start

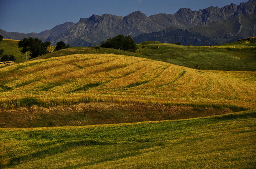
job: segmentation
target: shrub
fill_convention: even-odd
[[[132,37],[123,35],[109,38],[106,42],[101,42],[100,47],[133,52],[137,49],[137,46]]]
[[[66,49],[69,47],[69,45],[66,46],[66,43],[63,41],[60,41],[57,43],[54,51],[59,51],[62,49]]]

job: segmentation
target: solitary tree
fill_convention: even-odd
[[[30,52],[31,53],[30,56],[31,59],[48,53],[47,51],[47,47],[50,45],[50,42],[49,41],[43,42],[37,38],[32,37],[29,37],[28,39],[25,37],[18,43],[19,48],[23,48],[20,51],[21,53],[23,54],[28,51]]]
[[[106,42],[101,42],[100,47],[130,52],[135,52],[137,48],[135,42],[130,36],[125,36],[123,35],[109,38]]]
[[[56,44],[56,47],[55,48],[54,51],[59,51],[62,49],[66,49],[69,47],[69,45],[68,45],[66,46],[66,43],[64,43],[63,41],[60,41]]]

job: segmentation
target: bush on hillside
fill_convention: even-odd
[[[29,37],[25,37],[20,41],[18,44],[18,48],[23,48],[20,51],[24,54],[30,51],[31,59],[36,58],[38,56],[45,54],[49,53],[47,47],[50,45],[50,42],[47,41],[43,42],[37,38]]]
[[[100,47],[134,52],[137,49],[135,42],[130,36],[119,35],[101,42]]]
[[[66,46],[66,43],[63,41],[60,41],[56,44],[56,47],[54,51],[59,51],[62,49],[66,49],[69,47],[69,45]]]

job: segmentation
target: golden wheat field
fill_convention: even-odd
[[[74,54],[0,69],[0,104],[24,98],[61,104],[91,101],[256,107],[256,72],[198,70],[111,54]]]

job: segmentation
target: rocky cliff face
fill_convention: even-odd
[[[75,24],[67,22],[39,34],[25,34],[0,30],[0,34],[4,38],[17,40],[31,36],[50,41],[53,45],[62,41],[71,46],[77,47],[98,45],[120,34],[135,37],[144,34],[145,36],[146,34],[160,32],[171,27],[178,28],[176,30],[177,34],[182,32],[184,35],[188,35],[193,31],[208,38],[233,37],[235,39],[239,36],[256,35],[256,25],[253,24],[254,20],[251,20],[254,19],[254,17],[252,15],[251,20],[250,17],[243,19],[243,16],[255,14],[256,0],[250,0],[238,5],[232,4],[221,8],[210,7],[198,11],[181,8],[174,14],[159,13],[149,17],[139,11],[124,17],[108,14],[101,16],[92,15],[89,18],[81,18]],[[234,18],[236,19],[230,21]],[[243,19],[248,22],[243,23]],[[187,29],[190,33],[181,31],[181,29]],[[162,32],[159,34],[164,35]],[[153,37],[152,35],[150,36]],[[152,40],[160,39],[156,38]],[[195,42],[191,44],[198,43]]]
[[[198,11],[181,8],[174,15],[159,14],[150,16],[149,18],[167,27],[177,25],[180,27],[187,28],[229,19],[242,15],[255,13],[256,1],[250,0],[247,2],[241,3],[239,5],[231,4],[221,8],[211,6]]]
[[[71,46],[99,44],[102,41],[120,34],[134,37],[143,33],[159,31],[164,28],[152,21],[145,14],[135,11],[124,17],[105,14],[92,15],[81,18],[68,31],[60,36],[50,37],[47,40],[53,44],[63,41]],[[77,41],[80,44],[77,43]]]
[[[74,22],[66,22],[54,27],[50,30],[47,30],[41,32],[39,33],[38,35],[42,38],[45,39],[47,38],[49,36],[58,36],[70,29],[74,24],[75,23]]]

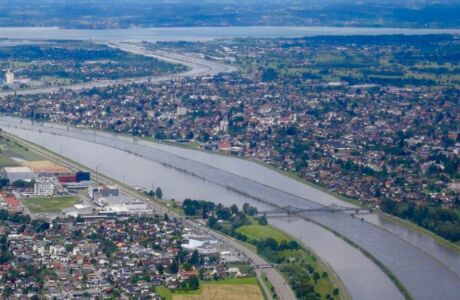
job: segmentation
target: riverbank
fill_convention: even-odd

end

» **WHAT YOU WILL DO**
Return each row above that contains the string "target". Case counts.

» **WRITTEN SOLUTION**
target: shrub
target: solitary tree
target: bush on hillside
target: golden wheat field
target: rocky cliff face
target: riverbank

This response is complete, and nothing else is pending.